Render the records below as a JSON list of strings, one string per line and no blank lines. Leave out the pictures.
=-=-=
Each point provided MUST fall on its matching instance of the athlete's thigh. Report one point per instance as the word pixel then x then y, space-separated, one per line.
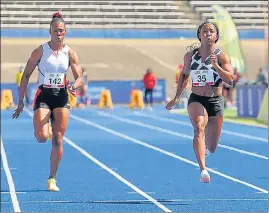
pixel 213 129
pixel 60 120
pixel 197 114
pixel 41 120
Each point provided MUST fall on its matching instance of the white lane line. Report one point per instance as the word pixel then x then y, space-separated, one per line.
pixel 188 124
pixel 139 191
pixel 177 134
pixel 109 170
pixel 11 185
pixel 164 152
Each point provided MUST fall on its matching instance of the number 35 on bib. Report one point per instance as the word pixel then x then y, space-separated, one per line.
pixel 54 80
pixel 202 77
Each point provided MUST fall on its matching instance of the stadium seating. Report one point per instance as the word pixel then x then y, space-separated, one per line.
pixel 98 14
pixel 130 14
pixel 246 14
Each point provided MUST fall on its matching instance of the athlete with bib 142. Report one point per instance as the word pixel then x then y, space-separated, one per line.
pixel 51 101
pixel 208 67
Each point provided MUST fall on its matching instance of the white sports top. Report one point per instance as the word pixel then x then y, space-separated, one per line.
pixel 53 68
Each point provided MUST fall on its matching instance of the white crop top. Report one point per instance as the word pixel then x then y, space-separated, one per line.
pixel 53 68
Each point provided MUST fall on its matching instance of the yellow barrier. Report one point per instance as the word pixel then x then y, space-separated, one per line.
pixel 7 99
pixel 136 99
pixel 105 100
pixel 263 112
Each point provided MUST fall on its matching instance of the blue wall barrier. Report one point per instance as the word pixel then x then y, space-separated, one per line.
pixel 120 90
pixel 119 33
pixel 249 100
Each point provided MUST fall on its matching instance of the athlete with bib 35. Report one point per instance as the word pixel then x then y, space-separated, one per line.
pixel 208 67
pixel 51 102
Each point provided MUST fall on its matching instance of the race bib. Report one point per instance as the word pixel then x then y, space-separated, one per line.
pixel 54 80
pixel 202 77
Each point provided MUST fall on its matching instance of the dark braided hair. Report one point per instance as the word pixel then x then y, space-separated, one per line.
pixel 196 46
pixel 207 22
pixel 56 17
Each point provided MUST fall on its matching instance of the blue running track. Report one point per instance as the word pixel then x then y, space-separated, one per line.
pixel 132 161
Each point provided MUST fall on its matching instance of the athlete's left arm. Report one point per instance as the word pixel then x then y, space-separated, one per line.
pixel 225 70
pixel 76 69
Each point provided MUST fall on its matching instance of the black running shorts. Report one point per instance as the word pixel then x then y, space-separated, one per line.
pixel 51 98
pixel 213 105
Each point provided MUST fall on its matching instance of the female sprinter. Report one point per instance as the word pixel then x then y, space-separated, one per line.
pixel 208 67
pixel 53 60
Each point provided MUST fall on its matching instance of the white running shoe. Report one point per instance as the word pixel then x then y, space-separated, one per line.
pixel 205 177
pixel 52 185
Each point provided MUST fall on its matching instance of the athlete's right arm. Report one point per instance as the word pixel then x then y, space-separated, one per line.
pixel 29 68
pixel 183 80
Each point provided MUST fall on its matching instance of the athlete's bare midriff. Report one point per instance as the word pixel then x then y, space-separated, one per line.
pixel 207 91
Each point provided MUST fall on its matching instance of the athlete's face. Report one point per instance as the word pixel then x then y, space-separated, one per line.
pixel 208 33
pixel 58 31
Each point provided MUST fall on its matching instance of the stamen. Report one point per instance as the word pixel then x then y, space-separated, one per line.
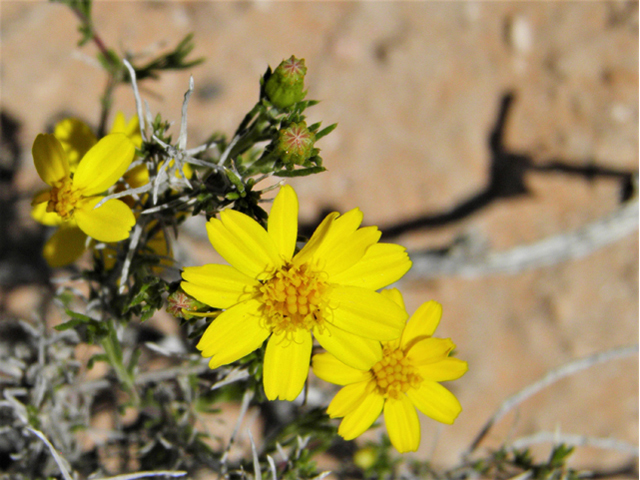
pixel 64 199
pixel 292 299
pixel 394 374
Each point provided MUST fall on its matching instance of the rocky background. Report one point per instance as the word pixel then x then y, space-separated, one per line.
pixel 417 90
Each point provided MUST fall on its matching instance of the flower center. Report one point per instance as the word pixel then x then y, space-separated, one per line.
pixel 63 198
pixel 394 374
pixel 294 297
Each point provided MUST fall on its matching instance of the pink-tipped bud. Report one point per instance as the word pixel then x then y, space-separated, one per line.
pixel 285 86
pixel 295 144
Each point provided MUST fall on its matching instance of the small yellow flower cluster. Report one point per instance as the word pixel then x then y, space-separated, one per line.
pixel 68 159
pixel 328 291
pixel 79 168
=-=-=
__RESULT FOR THIS TASK__.
[
  "Each point provided MUST fall on its matching instance of the athlete's thigh. Report one point per instance as the word pixel then x then y, space-separated, one per line.",
  "pixel 213 129",
  "pixel 60 120",
  "pixel 197 114",
  "pixel 41 120",
  "Each point provided MUST fall on its matching instance of the white lane line. Report one point per instance as the word pixel then x then y, space-separated, one per line.",
  "pixel 188 124",
  "pixel 139 191",
  "pixel 177 134",
  "pixel 109 170",
  "pixel 11 185",
  "pixel 164 152",
  "Each point provided MUST fall on its matching instance of the number 35 on bib. Report one point per instance as the word pixel then x then y, space-separated, one per line.",
  "pixel 54 80",
  "pixel 202 77",
  "Each point provided MUST fall on its matching instance of the stadium seating. Report one point per instance as the word pixel then x then y, space-separated, one per line.",
  "pixel 98 14",
  "pixel 130 14",
  "pixel 246 14",
  "Each point provided MUST fall on its matching instance of the athlete with bib 142. Report one point per instance as the word pixel then x then y, space-separated, one per line.",
  "pixel 51 101",
  "pixel 208 67",
  "Each point provided MUST fall on its matching instance of the white sports top. Report one point per instance as the word pixel then x then y, space-separated, one per line.",
  "pixel 53 68",
  "Each point provided MUST fall on its matching instance of the white crop top. Report one point per instance as the word pixel then x then y, space-separated, one per line.",
  "pixel 53 68",
  "Each point provided MUST fall on its matching instance of the yellow barrier. Report one point per instance as the word pixel then x then y, space-separated, one per line.",
  "pixel 7 99",
  "pixel 136 99",
  "pixel 105 100",
  "pixel 263 112",
  "Each point provided MUST fall on its matching instance of the blue wall barrier. Report one point per instance as the word pixel then x then y, space-separated, one per line.",
  "pixel 120 90",
  "pixel 119 33",
  "pixel 249 100",
  "Each point provided MUST fall on its matching instance of the athlete with bib 35. Report one point per instance as the word pixel then x then y, space-separated, one per line.",
  "pixel 208 67",
  "pixel 51 102",
  "Each point provided MUST fall on its matching instance of the race bib. Report one point per instance as the word pixel then x then y, space-separated, one per line.",
  "pixel 54 80",
  "pixel 202 77",
  "Each point provided MUST fall on its matching instance of the dark braided hair. Report one point per instance as the word pixel then x then y, space-separated, one per line.",
  "pixel 196 46",
  "pixel 207 22",
  "pixel 56 17",
  "Each point provided MUST fall on its matching instance of the blue running track. Report one point per instance as the word pixel then x then y, space-separated, one per line.",
  "pixel 132 161",
  "Each point provided MUST fall on its matching instance of the athlete's left arm. Report one point per instance as the word pixel then x then y, space-separated, one per line.",
  "pixel 225 70",
  "pixel 76 69",
  "Each point provided MUST fall on its matching instance of the black running shorts. Report one point per instance as the word pixel then x then y, space-separated, one per line.",
  "pixel 51 98",
  "pixel 213 105",
  "Each point provided MUST fall on its matching instance of the female sprinter. Report one point per instance as the word pixel then x then y, space-separated, one per line.",
  "pixel 208 67",
  "pixel 53 60",
  "Each point provided MUST fall on its matching instance of the white running shoe. Report one point per instance as the word pixel then x then y, space-separated, one per line.",
  "pixel 205 177",
  "pixel 52 185",
  "Each point provided MUST fall on its matching instance of the athlete's right arm. Report one point per instance as the word pixel then x then y, space-separated, one per line.",
  "pixel 29 68",
  "pixel 183 80",
  "Each point provided MUST fall on its matching instance of the athlete's bare midriff. Report one point per instance as the word pixel then x then y, space-separated, one per line.",
  "pixel 207 91",
  "Each point provided MUST fall on its matching instance of the athlete's face. Report one point per instance as the word pixel then x then y, space-separated, one per line.",
  "pixel 208 33",
  "pixel 58 31",
  "Each point provided MUST fall on its matching instance of the stamen. Report one point per instance as the word pixel then x then y, space-separated, one per line.",
  "pixel 64 199",
  "pixel 292 299",
  "pixel 394 374",
  "Each point provided MUST fall on its matching instance of the rocky background. Report one point per instance as the word pixel then x then y, space-separated, one per line.",
  "pixel 417 90",
  "Each point provided MUST fall on its matching instance of the flower center. Report one point per instance as the word pixel then x then y, space-separated, one per line.",
  "pixel 63 198",
  "pixel 394 374",
  "pixel 294 297",
  "Each point provided MUST fall on its matching instance of the pink-tipped bud. Report one point per instance as the word pixel then x then y, space-separated, one per line.",
  "pixel 285 86",
  "pixel 295 144",
  "Each point provided MUST fall on its matching instance of the small yellow flower cluster. Report one point per instance as the word pixel then x then y, space-separated, one per line.",
  "pixel 68 159",
  "pixel 328 291",
  "pixel 79 168"
]